GIVEN TEXT START

Regulatory context

One of the top priorities of A.I.S.E. and its network is to help ensure cleaning and maintenance products are safe to use and used safely. 

A.I.S.E. is actively involved in the EU legislative agenda on issues relating to the chemical ingredients used to make cleaning and maintenance products.

We work hard to help ensure their safety, for the benefit of human health and the environment and hence society at large.

There are a number of ways in which we do this.

A constructive partner

A.I.S.E. and its broad network of members collaborate in partnership with policy makers, regulators and other stakeholders to inform policy and advance knowledge and understanding on issues of concern relating to the chemicals used in our industry’s products.

We are an accredited stakeholder of the European Chemicals Agency, ECHA, and of a number of other European initiatives and organisations.   

As such, we can and do actively provide scientific and technical expertise in areas such as risk assessment, ecotoxicology, product formulation and life cycle analysis, as well as insights from on the ground in individual Member States through our broad network of national associations.

Being centrally placed in the value chain between the chemical industry and end-users, both consumers and professional users, A.I.S.E. regularly takes the lead in organising vertical and industry collaboration, for example with other product manufacturers of chemicals, such as through the DUCC platform. We are also an active affiliate partner of the European chemicals industry council, Cefic.

GIVEN TEXT END
RECORDS PROVIDED START

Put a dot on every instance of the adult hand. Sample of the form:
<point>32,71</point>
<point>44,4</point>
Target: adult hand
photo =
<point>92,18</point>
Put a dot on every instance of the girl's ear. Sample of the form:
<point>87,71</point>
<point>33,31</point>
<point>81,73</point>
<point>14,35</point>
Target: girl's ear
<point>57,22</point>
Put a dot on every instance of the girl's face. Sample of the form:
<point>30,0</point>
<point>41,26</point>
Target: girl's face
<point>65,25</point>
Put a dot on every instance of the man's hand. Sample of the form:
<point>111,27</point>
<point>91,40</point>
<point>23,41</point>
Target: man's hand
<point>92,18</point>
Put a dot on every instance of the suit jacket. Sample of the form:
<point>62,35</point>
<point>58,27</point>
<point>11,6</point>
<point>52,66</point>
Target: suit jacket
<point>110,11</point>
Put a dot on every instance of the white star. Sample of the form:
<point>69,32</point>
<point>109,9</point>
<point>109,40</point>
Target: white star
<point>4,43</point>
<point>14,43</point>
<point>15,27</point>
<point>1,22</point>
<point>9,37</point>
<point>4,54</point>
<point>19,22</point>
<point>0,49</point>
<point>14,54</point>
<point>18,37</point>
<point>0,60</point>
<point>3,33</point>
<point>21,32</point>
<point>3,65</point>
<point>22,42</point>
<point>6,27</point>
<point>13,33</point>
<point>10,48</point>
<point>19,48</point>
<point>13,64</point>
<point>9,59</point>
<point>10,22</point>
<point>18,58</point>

RECORDS PROVIDED END

**TO DO**
Can you turn the paragraph of the regulatory context text that begins "Being centrally placed in the value chain" into a short bulleted list that keeps its main facts?

**FINAL ANSWER**
- A.I.S.E. sits centrally in the value chain between the chemical industry and end-users, both consumers and professional users.
- It regularly leads vertical and industry collaboration, for example with other chemical product manufacturers through the DUCC platform.
- It is an active affiliate partner of Cefic, the European chemicals industry council.